* Text segment *
....
The upper and lower outlier limits are calculated as: Median + 3 * (1.4826*MAD)
Median – 3 * (1.4826*MAD)
Where 1.4826*MAD is an estimate of the standard deviation.

The robust mean and standard deviation measures are then the mean and standard deviation of all of the log(abundance ratios) falling within these limits. The robust mean is used to calculate the normalisation scaling factor. This factor is 10^(-mean), converting back from a log shift to a scalar multiplier. The robust standard deviation is also used in the normalisation reference selection (as per [1] above).
Ions with an abundance of 0 for either the normalized or normalizing sample are not included in the calculation.

Alternative methods

Along with the Normalisation Graphs tab, one can also select the Normalisation Method tab at the Review normalisation screen. This provides access to two alternatives to the default (Normalise to all proteins is the default, as described previously).

The normalisation method tab

The normalisation method options

Normalise to a set of housekeeping proteins

This option allows you to normalise to either a 'spike' or to proteins you reasonably expect to be unchanging in the sample. It may be of benefit where the standard key assumption (that most species do not alter between samples) is known to be violated, so that the default method is no longer appropriate, but there are unchanging species present that can instead be used to standardise between the runs. Examples might include a dilution series with a consistent spike added where the bulk sample is being intentionally uploaded in sequence, or samples without any loading standardisation (so that variable amounts may be present) but with a consistently loaded spike. Alternatively, the assumption may be made that specific housekeeping proteins present in the sample will be unchanging despite the sample as a whole potentially altering. However, this application must be exercised with caution [ref 1].

If you wish to apply this option, naturally, you must first have identified your proteins to determine the peptide ions corresponding to your chosen standard.

There are then two ways to then select the appropriate peptide ions corresponding to that protein.

The first is to go to the Review Proteins stage, and in the table, find your standard(s) using the search box and their accession. Double-clicking on the relevant entry, selecting the View peptide measurements button on the left, or selecting the link below the table will bring up all the peptide ions comprising that protein. These can all be selected and tagged using the relevant column in the table.

Selecting a housekeeping protein's peptide ions by one of three methods.

Tagging the peptide ions corresponding to the housekeeping protein.

Back at the Review normalisation stage in the Normalisation Method tab, the tagged peptide ions can be selected in the filter dialog. These can then all be selected and ticked, and on returning to the Normalisation Graphs, the housekeeping normalisation will be applied.

Applying a filter using the tag applied to the housekeeping peptide ions.

Selecting all the relevant peptide ions after filtering.

The restriction of peptide ion features used in the graphs can be seen on the updated plots, and the normalisation factors will also be updated.

Normalisation graphs with housekeeping proteins used

The second method of setting the housekeeping protein is to simply search for its accession at the Review normalisation stage in the Normalisation Method tab directly, using the search box provided. Tagging is now optional, but the process is otherwise identical.

Reference

Ferguson et al., 2005: "Housekeeping proteins: a preliminary study illustrating some limitations as useful references in protein expression studies." Proteomics 5 (2), 566-71.

Don't use any normalisation

Selecting this option will not apply any normalisation to the data (all representations and calculations will use raw abundance). This may be appropriate in certain specific cases, as determined by the user.
....
* Information provided *
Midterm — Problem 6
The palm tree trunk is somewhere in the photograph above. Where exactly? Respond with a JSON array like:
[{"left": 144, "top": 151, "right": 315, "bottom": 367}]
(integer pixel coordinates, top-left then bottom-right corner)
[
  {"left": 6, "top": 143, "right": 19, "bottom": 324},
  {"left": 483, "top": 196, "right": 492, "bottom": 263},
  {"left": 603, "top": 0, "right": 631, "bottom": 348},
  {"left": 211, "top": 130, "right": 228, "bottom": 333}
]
....
* Problems to work on *
- 1) In the normalization text, what are the ways to bring up all the peptide ions of a protein at the Review Proteins stage?
- 2) Do these statements agree with the normalization text? Answer yes or no for each, quoting the deciding words.
(a) The robust mean is used to calculate the normalization scaling factor.
(b) Ions with an abundance of 0 in the normalized sample are included in the calculation.
(c) When searching for the accession directly in the Normalisation Method tab, tagging is required.
- 3) Answer these questions from the normalization text.
(a) What expression is an estimate of the standard deviation?
(b) What is the normalization scaling factor?
(c) With "Don't use any normalisation" selected, what do all representations and calculations use?
The records come from a different source than the normalization text.

* Expected outputs *
- 1)
- Double-clicking on the relevant entry
- Selecting the View peptide measurements button on the left
- Selecting the link below the table

- 2)
(a) Yes: "The robust mean is used to calculate the normalisation scaling factor."
(b) No: "Ions with an abundance of 0 for either the normalized or normalizing sample are not included in the calculation."
(c) No: "Tagging is now optional, but the process is otherwise identical."

- 3)
(a) 1.4826*MAD
(b) 10^(-mean)
(c) Raw abundance